Extract each line of the following items that contains the word "below".

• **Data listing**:
——
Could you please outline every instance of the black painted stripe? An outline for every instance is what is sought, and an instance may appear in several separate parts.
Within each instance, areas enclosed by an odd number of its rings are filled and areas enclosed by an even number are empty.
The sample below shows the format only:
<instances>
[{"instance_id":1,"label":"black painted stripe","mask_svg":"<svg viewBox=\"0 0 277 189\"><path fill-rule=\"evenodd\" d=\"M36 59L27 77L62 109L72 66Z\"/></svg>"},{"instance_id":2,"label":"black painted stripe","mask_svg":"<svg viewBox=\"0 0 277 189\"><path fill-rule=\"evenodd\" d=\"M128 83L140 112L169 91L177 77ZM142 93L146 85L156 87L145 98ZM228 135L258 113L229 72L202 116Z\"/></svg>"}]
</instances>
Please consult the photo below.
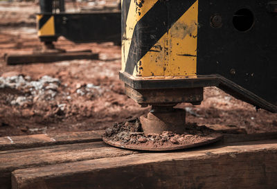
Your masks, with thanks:
<instances>
[{"instance_id":1,"label":"black painted stripe","mask_svg":"<svg viewBox=\"0 0 277 189\"><path fill-rule=\"evenodd\" d=\"M132 75L136 63L195 1L196 0L158 1L136 23L125 71Z\"/></svg>"},{"instance_id":2,"label":"black painted stripe","mask_svg":"<svg viewBox=\"0 0 277 189\"><path fill-rule=\"evenodd\" d=\"M126 32L126 21L129 13L131 0L123 0L121 6L121 39Z\"/></svg>"},{"instance_id":3,"label":"black painted stripe","mask_svg":"<svg viewBox=\"0 0 277 189\"><path fill-rule=\"evenodd\" d=\"M39 20L39 30L44 26L51 17L51 15L42 15L42 17Z\"/></svg>"}]
</instances>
——
• **Finished exercise**:
The sample below shows the format only:
Please consult the photo below.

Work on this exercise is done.